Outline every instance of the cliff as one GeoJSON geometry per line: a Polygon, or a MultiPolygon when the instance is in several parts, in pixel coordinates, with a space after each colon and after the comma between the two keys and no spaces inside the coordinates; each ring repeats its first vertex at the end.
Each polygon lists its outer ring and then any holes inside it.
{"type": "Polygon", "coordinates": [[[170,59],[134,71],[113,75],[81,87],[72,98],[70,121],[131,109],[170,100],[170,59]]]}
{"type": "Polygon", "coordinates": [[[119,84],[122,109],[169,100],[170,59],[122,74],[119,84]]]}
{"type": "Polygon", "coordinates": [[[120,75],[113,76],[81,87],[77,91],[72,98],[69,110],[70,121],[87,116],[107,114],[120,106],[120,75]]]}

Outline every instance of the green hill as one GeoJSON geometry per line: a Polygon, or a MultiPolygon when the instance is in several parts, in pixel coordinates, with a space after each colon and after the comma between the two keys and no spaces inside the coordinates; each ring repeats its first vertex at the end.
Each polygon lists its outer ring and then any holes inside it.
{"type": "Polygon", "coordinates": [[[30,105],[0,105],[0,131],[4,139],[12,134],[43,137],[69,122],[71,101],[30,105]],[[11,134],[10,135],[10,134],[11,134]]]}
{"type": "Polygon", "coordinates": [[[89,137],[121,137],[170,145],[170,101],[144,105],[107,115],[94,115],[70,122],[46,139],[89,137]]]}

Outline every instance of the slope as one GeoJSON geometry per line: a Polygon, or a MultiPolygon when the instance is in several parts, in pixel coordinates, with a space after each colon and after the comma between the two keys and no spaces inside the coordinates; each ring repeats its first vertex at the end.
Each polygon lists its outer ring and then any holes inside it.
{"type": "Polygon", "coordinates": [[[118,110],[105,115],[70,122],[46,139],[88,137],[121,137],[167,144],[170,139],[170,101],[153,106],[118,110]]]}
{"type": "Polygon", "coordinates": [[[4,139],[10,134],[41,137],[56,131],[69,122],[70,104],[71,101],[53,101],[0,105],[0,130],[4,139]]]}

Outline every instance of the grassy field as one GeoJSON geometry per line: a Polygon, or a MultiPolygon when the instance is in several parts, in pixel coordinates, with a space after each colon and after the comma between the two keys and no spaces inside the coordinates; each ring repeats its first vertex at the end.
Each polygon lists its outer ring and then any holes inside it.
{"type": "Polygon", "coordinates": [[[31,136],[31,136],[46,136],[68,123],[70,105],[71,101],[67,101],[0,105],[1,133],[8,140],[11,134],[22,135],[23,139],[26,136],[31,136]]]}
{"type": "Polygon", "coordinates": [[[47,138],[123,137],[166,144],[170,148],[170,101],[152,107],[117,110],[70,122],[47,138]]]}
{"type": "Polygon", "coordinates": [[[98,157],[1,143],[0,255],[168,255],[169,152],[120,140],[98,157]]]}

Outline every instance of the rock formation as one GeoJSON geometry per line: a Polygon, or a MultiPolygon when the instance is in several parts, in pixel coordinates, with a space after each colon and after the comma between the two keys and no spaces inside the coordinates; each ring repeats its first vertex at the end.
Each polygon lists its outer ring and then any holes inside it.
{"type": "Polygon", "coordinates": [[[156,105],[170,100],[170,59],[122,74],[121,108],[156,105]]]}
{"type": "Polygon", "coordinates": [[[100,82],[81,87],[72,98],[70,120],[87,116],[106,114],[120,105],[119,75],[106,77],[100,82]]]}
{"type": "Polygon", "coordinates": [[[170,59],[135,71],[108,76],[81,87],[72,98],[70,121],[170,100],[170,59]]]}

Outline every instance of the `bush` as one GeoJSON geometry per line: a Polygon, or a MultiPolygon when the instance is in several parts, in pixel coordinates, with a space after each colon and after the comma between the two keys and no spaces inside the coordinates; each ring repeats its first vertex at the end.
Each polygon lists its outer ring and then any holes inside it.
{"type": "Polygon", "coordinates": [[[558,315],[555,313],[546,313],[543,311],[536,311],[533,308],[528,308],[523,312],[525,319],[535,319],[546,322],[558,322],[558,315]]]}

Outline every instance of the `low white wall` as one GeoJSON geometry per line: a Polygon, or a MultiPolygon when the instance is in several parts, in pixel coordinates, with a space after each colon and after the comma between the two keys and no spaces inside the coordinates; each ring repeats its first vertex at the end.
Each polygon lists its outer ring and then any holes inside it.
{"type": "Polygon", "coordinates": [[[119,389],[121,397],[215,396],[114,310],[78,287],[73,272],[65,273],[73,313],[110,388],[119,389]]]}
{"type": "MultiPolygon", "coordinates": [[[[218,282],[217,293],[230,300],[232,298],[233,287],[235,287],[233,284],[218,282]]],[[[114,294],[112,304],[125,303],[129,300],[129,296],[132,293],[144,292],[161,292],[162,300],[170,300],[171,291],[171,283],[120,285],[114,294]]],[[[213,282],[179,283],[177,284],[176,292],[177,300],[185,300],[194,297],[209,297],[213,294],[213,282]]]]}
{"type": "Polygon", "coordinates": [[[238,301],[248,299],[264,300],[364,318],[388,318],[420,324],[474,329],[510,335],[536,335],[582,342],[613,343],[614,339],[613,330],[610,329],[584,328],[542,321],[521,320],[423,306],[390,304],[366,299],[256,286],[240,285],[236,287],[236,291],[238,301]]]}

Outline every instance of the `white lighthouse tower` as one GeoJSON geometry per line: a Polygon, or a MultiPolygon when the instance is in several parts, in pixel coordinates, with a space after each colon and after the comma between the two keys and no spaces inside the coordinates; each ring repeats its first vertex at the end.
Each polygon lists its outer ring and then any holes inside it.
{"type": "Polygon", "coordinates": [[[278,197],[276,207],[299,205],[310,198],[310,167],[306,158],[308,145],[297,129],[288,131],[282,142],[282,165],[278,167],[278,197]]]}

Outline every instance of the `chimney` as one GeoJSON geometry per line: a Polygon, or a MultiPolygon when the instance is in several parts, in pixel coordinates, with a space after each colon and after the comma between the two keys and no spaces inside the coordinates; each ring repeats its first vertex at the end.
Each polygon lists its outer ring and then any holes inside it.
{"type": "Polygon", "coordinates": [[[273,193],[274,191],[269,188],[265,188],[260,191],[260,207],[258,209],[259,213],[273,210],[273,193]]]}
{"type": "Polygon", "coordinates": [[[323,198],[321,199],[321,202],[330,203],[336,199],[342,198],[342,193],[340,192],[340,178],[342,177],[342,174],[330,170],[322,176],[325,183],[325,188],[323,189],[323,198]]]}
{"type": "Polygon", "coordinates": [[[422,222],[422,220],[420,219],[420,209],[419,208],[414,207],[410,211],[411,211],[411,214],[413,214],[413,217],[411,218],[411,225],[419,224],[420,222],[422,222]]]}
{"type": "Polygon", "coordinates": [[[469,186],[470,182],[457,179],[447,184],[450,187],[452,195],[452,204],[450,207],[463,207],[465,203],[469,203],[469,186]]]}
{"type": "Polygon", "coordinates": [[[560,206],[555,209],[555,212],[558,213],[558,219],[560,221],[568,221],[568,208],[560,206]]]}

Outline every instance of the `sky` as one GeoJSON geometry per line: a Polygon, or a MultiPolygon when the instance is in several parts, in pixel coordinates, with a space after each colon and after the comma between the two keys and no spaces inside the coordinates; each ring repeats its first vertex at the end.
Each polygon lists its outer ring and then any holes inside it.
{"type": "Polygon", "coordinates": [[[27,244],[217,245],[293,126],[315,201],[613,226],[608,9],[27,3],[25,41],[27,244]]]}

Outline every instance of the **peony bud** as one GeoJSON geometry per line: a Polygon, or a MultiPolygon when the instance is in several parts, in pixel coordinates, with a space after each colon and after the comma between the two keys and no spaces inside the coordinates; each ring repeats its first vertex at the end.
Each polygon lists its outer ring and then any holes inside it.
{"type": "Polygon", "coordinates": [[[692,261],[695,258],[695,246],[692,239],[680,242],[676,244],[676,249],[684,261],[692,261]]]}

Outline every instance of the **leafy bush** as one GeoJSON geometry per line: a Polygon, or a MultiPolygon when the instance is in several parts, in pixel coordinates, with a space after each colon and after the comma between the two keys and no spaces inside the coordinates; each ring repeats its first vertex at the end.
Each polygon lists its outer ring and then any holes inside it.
────────
## WHAT THIS TASK INVOLVES:
Return the stretch of the listing from the line containing "Outline every instance of the **leafy" through the end of the listing, character for character.

## REPLY TO THE EXERCISE:
Outline every instance of the **leafy bush** as one GeoJSON geometry per line: a Polygon, or a MultiPolygon when the instance is in several parts, in pixel coordinates, with a space after each colon and after the comma between the two keys and no spaces inside the coordinates; each ring repeats its first vertex at the end.
Each polygon lists its outer ring and then any holes inside it.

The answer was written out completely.